▶ Excerpted passage
◇ ◇ ◇ ◇ ◇
Implementation:Astronomer Astronomer cosmos DbtRunAirflowAsyncBigqueryOperator
| Knowledge Sources | |
|---|---|
| Domains | BigQuery, Async_Execution |
| Last Updated | 2026-02-07 17:00 GMT |
Overview
The DbtRunAirflowAsyncBigqueryOperator is an async BigQuery operator that submits dbt-compiled SQL as deferrable BigQuery insert jobs, leveraging Airflow's native BigQuery provider for execution.
Description
This operator implements the AIRFLOW_ASYNC execution mode for BigQuery by combining BigQueryInsertJobOperator (from the Google Cloud Airflow provider) with AbstractDbtLocalBase (from Cosmos). The dual inheritance allows it to compile dbt models locally while executing the resulting SQL as native, deferrable BigQuery jobs.
The class uses a sophisticated initialization pattern to handle Airflow 2/3 compatibility: during __init__, it temporarily sets its base classes to only BigQueryInsertJobOperator to avoid conflicts with AbstractDbtLocalBase parameter filtering in Airflow 3, then restores the full inheritance chain afterward.
Key methods:
- execute orchestrates the execution flow. When
enable_setup_async_taskis active, it retrieves the compiled SQL either from XCom (get_sql_from_xcom) or remote storage (get_remote_sql), configures the BigQuery query, and delegates toBigQueryInsertJobOperator.execute. Otherwise, it falls back to the localbuild_and_run_cmdmethod with async context. After execution, it stores template fields and registers dataset events. - get_sql_from_xcom pulls base64-encoded, zlib-compressed SQL from XCom using the producer task ID and the sanitized model file path as the key. It decompresses and returns the SQL string.
- get_remote_sql retrieves the compiled SQL from remote object storage (e.g., GCS, S3) using Airflow's
ObjectStoragePathabstraction, constructing the path from the remote target path setting, DAG/task group identifier, run ID, and relative file path. - execute_complete acts as the callback when the deferrable trigger fires, processing the BigQuery job result, storing template fields, and registering dataset events.
- _register_event creates an
Assetwith a BigQuery URI derived from the dbt node's unique ID and registers it as an output dataset, supporting Airflow's data-aware scheduling. The URI format differs between Airflow 2 (dot-separated) and Airflow 3 (slash-separated).
The operator defines template_fields including gcp_project, dataset, location, compiled_sql, and full_refresh, enabling Jinja rendering of these values.
Usage
This operator is typically not instantiated directly. Instead, it is resolved at runtime by the DbtRunAirflowAsyncFactoryOperator when the dbt profile type is "bigquery". It requires the apache-airflow-providers-google package to be installed.
◇ ◇ ◇ ◇ ◇
▶ Data shown
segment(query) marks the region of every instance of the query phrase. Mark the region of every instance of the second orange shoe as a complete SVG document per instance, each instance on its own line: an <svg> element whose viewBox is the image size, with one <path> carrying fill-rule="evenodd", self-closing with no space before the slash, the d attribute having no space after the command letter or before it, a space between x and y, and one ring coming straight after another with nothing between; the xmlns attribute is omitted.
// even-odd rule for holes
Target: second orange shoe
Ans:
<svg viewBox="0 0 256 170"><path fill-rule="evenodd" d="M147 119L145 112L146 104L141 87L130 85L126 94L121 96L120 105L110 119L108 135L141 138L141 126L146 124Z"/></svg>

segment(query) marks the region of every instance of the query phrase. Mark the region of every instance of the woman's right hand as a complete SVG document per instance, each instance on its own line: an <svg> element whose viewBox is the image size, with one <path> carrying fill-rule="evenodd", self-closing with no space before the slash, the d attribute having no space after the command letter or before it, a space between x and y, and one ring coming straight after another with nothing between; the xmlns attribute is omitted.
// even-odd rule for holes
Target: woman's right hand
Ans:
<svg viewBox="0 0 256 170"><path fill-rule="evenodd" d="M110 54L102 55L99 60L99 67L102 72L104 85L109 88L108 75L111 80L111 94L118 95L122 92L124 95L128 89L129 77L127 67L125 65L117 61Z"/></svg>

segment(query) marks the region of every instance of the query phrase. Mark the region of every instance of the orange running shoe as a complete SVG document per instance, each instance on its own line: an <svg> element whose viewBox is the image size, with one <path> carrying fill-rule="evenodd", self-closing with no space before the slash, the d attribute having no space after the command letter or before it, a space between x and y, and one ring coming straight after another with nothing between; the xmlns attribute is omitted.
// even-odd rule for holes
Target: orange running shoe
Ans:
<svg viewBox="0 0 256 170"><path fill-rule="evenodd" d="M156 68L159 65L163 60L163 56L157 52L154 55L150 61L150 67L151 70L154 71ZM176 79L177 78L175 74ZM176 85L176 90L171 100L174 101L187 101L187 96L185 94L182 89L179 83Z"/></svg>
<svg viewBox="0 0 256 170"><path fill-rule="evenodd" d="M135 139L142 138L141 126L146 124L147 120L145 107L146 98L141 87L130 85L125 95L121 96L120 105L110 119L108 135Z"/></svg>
◇ ◇ ◇ ◇ ◇
▶ Work to do
1. In the operator page, switch "data-aware scheduling" to "dataset-driven scheduling" and give the passage that begins with the words "- _register_event creates" and ends with the words "to be installed.".
2. Print the records verbatim, from their first line through the line containing "54L102 55L99 60L99", including both of those lines.

▶ Responses by task
1.
- _register_event creates an
Assetwith a BigQuery URI derived from the dbt node's unique ID and registers it as an output dataset, supporting Airflow's dataset-driven scheduling. The URI format differs between Airflow 2 (dot-separated) and Airflow 3 (slash-separated).
The operator defines template_fields including gcp_project, dataset, location, compiled_sql, and full_refresh, enabling Jinja rendering of these values.
Usage
This operator is typically not instantiated directly. Instead, it is resolved at runtime by the DbtRunAirflowAsyncFactoryOperator when the dbt profile type is "bigquery". It requires the apache-airflow-providers-google package to be installed.

2.
segment(query) marks the region of every instance of the query phrase. Mark the region of every instance of the second orange shoe as a complete SVG document per instance, each instance on its own line: an <svg> element whose viewBox is the image size, with one <path> carrying fill-rule="evenodd", self-closing with no space before the slash, the d attribute having no space after the command letter or before it, a space between x and y, and one ring coming straight after another with nothing between; the xmlns attribute is omitted.
// even-odd rule for holes
Target: second orange shoe
Ans:
<svg viewBox="0 0 256 170"><path fill-rule="evenodd" d="M147 119L145 112L146 104L141 87L130 85L126 94L121 96L120 105L110 119L108 135L141 138L141 126L146 124Z"/></svg>

segment(query) marks the region of every instance of the query phrase. Mark the region of every instance of the woman's right hand as a complete SVG document per instance, each instance on its own line: an <svg> element whose viewBox is the image size, with one <path> carrying fill-rule="evenodd", self-closing with no space before the slash, the d attribute having no space after the command letter or before it, a space between x and y, and one ring coming straight after another with nothing between; the xmlns attribute is omitted.
// even-odd rule for holes
Target: woman's right hand
Ans:
<svg viewBox="0 0 256 170"><path fill-rule="evenodd" d="M110 54L102 55L99 60L99 67L102 72L104 85L109 88L108 75L111 80L111 94L118 95L122 92L124 95L128 89L129 77L127 67L125 65L117 61Z"/></svg>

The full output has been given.